:: Schriftliche Aufgaben ::
(A) Welches Festival produziert laut der Theaterkritik die Neuauflage der „Publikumsbeschimpfung“ am Theater Erfurt?
(B) Setze die Theaterkritik zur Erfurter „Publikumsbeschimpfung“ nach ihrem letzten Satz fort.
── Auszug ──
Hier wird nicht gespielt werden

10. Juli 2022. "Sie werden kein Schauspiel sehen." Die ersten Worte von Peter Handkes "Publikumsbeschimpfung" sind genau so berühmt wie die Uraufführung des Stücks 1966. Das Phoenix Festival, dessen Ziel es ist, verlassene Kulturstätten wieder aufleben zu lassen, produziert im Theater Erfurt eine Neuauflage des berühmten Textes in der Regie von Jakob Arnold: Es gibt Wasser und Wein, Beschimpfung und Gesang.

Von Iven Yorick Fenker

"Publikumsbeschimpfung" von Peter Handke in der Regie von Jakob Arnold im Rahmen des Phoenix-Festivals am Theater Erfurt © Anna Spindelndreier

10. Juli 2022. "Na, bist du auch hier, um dich beschimpfen zu lassen?", fragt jemand. Dann hallt es im Eingangsfoyer des Erfurter Theaterkomplexes. Joshua Hupfauer, Protagonist und einziger Schauspieler des heutigen Abends, hat sich unter das Premierenpublikum gestohlen. Nun hat er begonnen zu sprechen: "Sie werden kein Schauspiel sehen." Mit dem ersten gesprochenen Buchstaben erschafft er den Abend. Er wird ihn von hier an bestimmen. Seine Stimme ist raumfüllend. Der Widerhall verliert sich in dem weitläufigen Theaterneubau. Nach der proklamierenden Vorrede ("Sie werden kein Spiel sehen. Hier wird nicht gespielt werden.") verteilt er oberflächliche Komplimente ("Sie sehen bestechend aus!"), die messerscharf vorgetragen und in Sekundenbruchteilen adressiert sind. Die Souveränität seines schauspielerischen Vermögens ist beeindruckend, und in der Traube der Besucher:innen hebt sich die Stimmung, während die Spannung steigt. Es ist klar, wie der Titel verspricht, dass da noch etwas kommen wird.
───
── Datenauszug ──
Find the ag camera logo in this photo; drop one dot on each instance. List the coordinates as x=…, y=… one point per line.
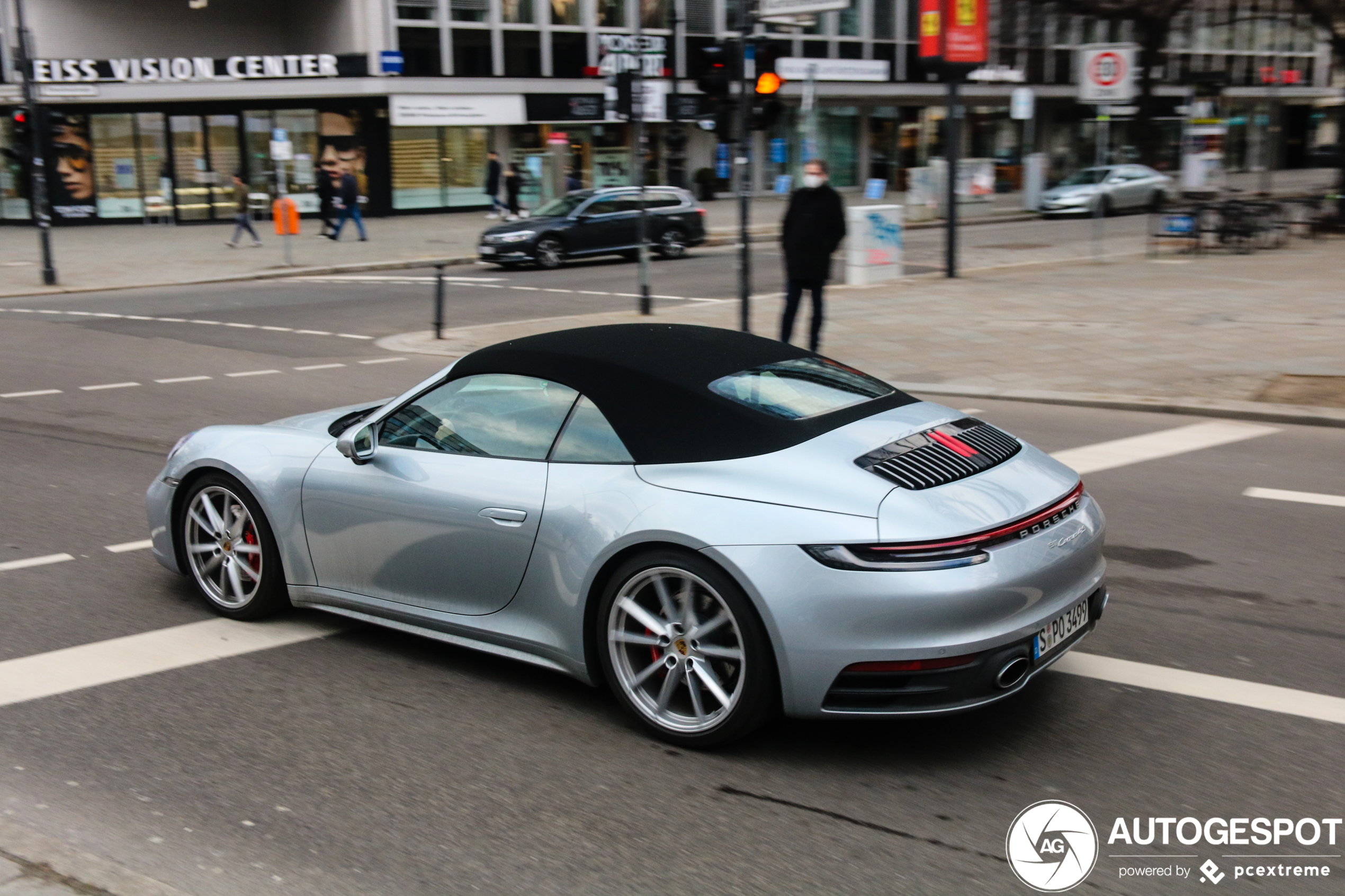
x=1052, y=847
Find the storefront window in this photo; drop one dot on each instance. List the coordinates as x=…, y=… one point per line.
───
:: Die Antworten ::
(A) Das Phoenix Festival.

(B)
Prolog für das Publikum

Zum Beginn also, ganz werkgetreu ohne großen Auftritt: die Vorrede des Sprechstücks von Peter Handke, in dem es gegen und für das Theater geht und das 1966 von Claus Peymann in Frankfurt uraufgeführt wurde. Diese erste Inszenierung und die Aufnahme des Hessischen Rundfunks sorgten damals gleichzeitig für Aufregung, Protest und Begeisterung und sind schließlich legendär geworden. Oder um es anders zu sagen: Diese Inszenierung ist mit ewiger Tinte in die (deutschsprachige) Theatergeschichte eingeschrieben. Im letzten Jahrhundert reichte es noch, aus den (vermeintlichen) Bühnenkonventionen herauszutreten und in Richtung Bühnenrampe zu sprechen, statt zu spielen. Heute ist diese Pose schon fast Postdramatik-Kitsch.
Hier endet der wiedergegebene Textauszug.